Directive: Return every line in the records below that contains the string "bottle".

Dataset excerpts:
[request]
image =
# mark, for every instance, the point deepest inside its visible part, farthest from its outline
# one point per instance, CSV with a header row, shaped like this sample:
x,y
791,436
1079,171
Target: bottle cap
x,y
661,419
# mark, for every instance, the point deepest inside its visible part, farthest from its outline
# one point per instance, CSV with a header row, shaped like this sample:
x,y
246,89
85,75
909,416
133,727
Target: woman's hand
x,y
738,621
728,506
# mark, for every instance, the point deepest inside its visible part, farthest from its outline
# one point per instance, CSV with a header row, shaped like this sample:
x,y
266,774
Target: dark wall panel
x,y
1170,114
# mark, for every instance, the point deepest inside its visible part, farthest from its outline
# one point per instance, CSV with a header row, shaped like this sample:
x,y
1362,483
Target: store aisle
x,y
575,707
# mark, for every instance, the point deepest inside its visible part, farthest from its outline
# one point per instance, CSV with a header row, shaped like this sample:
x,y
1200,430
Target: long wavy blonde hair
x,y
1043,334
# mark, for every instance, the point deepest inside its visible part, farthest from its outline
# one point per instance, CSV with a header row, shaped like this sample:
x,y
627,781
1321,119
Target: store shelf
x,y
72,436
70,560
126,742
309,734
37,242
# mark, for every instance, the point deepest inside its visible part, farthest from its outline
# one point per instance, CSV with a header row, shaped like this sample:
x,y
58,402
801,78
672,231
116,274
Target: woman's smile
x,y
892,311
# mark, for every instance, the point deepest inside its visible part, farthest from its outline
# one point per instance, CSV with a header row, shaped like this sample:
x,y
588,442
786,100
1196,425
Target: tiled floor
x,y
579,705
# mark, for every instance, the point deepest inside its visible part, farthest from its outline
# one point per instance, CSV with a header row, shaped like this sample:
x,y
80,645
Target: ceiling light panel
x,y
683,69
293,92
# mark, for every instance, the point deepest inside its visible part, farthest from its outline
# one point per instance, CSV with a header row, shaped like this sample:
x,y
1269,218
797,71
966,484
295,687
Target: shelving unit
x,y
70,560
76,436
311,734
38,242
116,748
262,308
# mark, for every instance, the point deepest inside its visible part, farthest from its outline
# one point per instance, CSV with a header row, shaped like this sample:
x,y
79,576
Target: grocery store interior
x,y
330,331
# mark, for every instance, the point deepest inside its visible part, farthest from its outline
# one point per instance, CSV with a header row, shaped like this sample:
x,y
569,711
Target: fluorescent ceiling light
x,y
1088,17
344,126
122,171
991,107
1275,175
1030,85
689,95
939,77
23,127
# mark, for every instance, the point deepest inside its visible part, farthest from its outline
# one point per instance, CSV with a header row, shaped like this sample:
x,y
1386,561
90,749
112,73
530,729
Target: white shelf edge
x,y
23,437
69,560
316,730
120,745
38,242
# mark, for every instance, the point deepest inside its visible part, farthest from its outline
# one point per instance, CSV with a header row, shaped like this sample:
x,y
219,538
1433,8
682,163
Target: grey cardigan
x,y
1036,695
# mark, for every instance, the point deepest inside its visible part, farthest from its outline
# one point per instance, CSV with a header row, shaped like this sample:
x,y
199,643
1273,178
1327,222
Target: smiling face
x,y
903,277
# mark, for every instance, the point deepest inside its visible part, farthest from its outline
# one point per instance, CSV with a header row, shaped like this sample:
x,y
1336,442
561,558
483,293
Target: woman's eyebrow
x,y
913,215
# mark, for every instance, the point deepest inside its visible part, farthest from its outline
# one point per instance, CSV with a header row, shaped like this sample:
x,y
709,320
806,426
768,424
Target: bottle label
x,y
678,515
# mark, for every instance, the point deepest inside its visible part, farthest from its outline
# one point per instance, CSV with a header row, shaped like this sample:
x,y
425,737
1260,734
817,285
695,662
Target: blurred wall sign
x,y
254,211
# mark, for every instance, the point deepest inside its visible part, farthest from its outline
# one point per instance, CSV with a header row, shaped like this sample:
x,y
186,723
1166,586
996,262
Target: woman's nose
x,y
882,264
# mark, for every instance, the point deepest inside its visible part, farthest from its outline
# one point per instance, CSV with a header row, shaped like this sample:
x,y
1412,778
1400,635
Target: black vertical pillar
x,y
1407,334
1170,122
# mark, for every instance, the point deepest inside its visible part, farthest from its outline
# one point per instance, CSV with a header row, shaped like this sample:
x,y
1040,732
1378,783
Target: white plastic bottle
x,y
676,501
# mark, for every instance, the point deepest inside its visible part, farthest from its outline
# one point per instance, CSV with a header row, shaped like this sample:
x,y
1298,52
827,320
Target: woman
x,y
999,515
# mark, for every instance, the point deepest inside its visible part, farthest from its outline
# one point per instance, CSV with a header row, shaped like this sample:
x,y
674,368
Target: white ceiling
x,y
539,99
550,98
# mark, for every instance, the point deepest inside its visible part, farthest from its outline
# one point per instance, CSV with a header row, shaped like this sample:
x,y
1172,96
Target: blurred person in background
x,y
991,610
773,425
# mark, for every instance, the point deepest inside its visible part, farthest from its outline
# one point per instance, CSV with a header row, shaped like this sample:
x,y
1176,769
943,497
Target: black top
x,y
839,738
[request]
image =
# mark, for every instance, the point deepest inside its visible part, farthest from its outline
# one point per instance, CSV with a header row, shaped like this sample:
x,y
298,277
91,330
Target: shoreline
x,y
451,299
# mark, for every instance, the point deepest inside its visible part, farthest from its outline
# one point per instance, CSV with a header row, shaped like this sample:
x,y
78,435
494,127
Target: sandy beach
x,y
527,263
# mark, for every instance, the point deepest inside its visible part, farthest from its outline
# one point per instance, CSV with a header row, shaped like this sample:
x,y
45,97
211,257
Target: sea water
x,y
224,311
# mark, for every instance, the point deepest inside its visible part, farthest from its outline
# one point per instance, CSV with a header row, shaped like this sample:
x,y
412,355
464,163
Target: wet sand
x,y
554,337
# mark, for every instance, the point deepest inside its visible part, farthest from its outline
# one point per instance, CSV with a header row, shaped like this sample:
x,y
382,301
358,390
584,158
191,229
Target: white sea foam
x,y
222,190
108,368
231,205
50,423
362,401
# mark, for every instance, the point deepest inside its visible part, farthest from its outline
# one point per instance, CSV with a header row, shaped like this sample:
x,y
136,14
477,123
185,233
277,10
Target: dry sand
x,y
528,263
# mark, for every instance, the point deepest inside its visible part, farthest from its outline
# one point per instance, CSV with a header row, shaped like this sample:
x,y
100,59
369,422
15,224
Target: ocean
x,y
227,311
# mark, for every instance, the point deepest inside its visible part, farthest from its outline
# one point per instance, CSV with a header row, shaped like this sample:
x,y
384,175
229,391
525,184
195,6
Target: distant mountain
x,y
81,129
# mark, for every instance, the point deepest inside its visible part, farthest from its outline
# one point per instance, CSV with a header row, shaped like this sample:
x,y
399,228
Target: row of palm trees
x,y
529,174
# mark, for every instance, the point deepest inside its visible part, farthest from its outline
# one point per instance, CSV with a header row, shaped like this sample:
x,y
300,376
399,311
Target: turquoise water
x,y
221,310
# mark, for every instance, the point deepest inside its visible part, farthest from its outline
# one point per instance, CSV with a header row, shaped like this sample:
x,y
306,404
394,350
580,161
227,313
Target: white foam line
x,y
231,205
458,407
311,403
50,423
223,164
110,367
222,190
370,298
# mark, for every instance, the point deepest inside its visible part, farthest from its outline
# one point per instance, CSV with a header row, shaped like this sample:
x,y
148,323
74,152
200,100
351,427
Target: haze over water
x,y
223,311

Expected answer:
Target: bottle cap
Target: bottle label
Target: white plastic bottle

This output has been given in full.